◆ **Tarefa**
Por favor, localize nos registros abaixo cada linha que contenha a palavra "Respond" e copie-a. Diferencie maiúsculas de minúsculas.

◆ **Dados fornecidos**
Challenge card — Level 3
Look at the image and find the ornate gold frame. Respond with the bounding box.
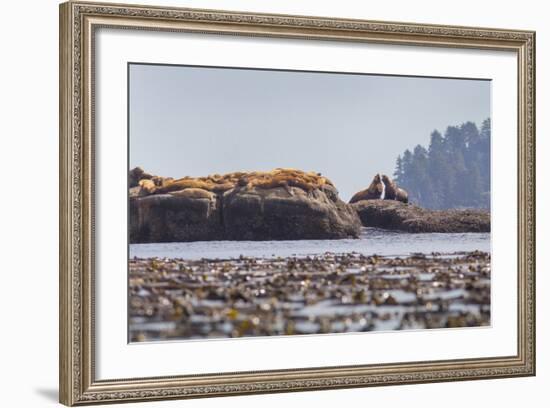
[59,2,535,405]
* * *
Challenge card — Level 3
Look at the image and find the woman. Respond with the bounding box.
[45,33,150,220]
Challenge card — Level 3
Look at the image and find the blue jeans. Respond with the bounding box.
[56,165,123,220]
* * *
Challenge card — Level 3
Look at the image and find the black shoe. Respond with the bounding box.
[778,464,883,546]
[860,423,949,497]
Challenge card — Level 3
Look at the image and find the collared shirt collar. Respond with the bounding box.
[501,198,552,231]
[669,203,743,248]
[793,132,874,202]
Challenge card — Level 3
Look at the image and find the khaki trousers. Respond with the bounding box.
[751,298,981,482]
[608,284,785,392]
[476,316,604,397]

◆ **Resposta correta**
Look at the image and find the ornate gold frame. Respond with the bounding box.
Look at the image and find the woman. Respond with the bounding box.
Look at the image and find the blue jeans. Respond with the bounding box.
Look at the image and find the black shoe. Respond with the bounding box.
Look at the image and find the collared shirt collar. Respond with the bounding box.
Look at the image and find the khaki trousers. Respond with the bounding box.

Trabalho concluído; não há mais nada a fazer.